--- Page extract ---

# Show that if $x_n$ has no convergent subsequences then $|x_n| \to \infty$

Suppose that the sequence $x_n$ has no convergent subsequences. Let M $> 0$.

Prove that there exists at most finitely many values of $n$ such that $x_n \in [-M,M].$ Explain why this implies |$x_n$|$\rightarrow$$\infty$ as $n \to \infty$

This is part a of 1.62 from Advanced Calculus by Leonard Richardson.

• $[-M,M]$ is compact. – copper.hat May 3 '17 at 4:25
• Do you have Bolzano at your disposal? If so, if there are infinitely many values such that $x_n \in [-M,M]$ then the sequence is bounded and must have a convergent subsequence. Contradiction. – Zain Patel May 3 '17 at 4:26
We argue by contradiction. Assume that there are infinitely many values of $n$ such that $x_n \in [-M,M]$ then take a subsequence $x_{n_k}$ such that $x_{n_k} \in [-M,M]$ for all $k$. Then $x_{n_k}$ is bounded and must have a convergent subsequence by the Bolzano-Weierstrass theorem. So $x_n$ must have a convergent subsequence. Contradiction.

--- Information provided ---

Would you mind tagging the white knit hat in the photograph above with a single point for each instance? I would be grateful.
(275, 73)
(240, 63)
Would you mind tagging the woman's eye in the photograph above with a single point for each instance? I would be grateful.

---

[Instructions]
A - Answer these about the page on sequences with no convergent subsequences, one answer per line:
(i) Which book is the problem from?
(ii) What does one comment say about $[-M,M]$?
(iii) Which theorem does the final argument use to get a convergent subsequence?
B - Carry on the page on sequences with no convergent subsequences from where it stops.
The lines have nothing to do with the text.

[Answers to the exercise]
A -
(i) Advanced Calculus by Leonard Richardson (part a of 1.62)
(ii) It is compact.
(iii) The Bolzano-Weierstrass theorem

B -
The second part follows from using the definition of what it means for a sequence to go to $\infty$.
If there are infinitely many terms of the sequence in $[-M,M]$, then it's quite obvious there are infinitely many in either $[-M,0]$ or $[0,M]$. Say it's $[0,M]$ WLOG; then continuing there are infinitely many in either $[0,M/2]$ or $[M/2,M]$, and so on. This defines an infinite nested sequence of intervals that will converge to some number (the intersection of all the intervals), and this number is the limit of a convergent subsequence of the $x_i$ (take one term from each interval). So this shows the first part, and the second part now follows easily :)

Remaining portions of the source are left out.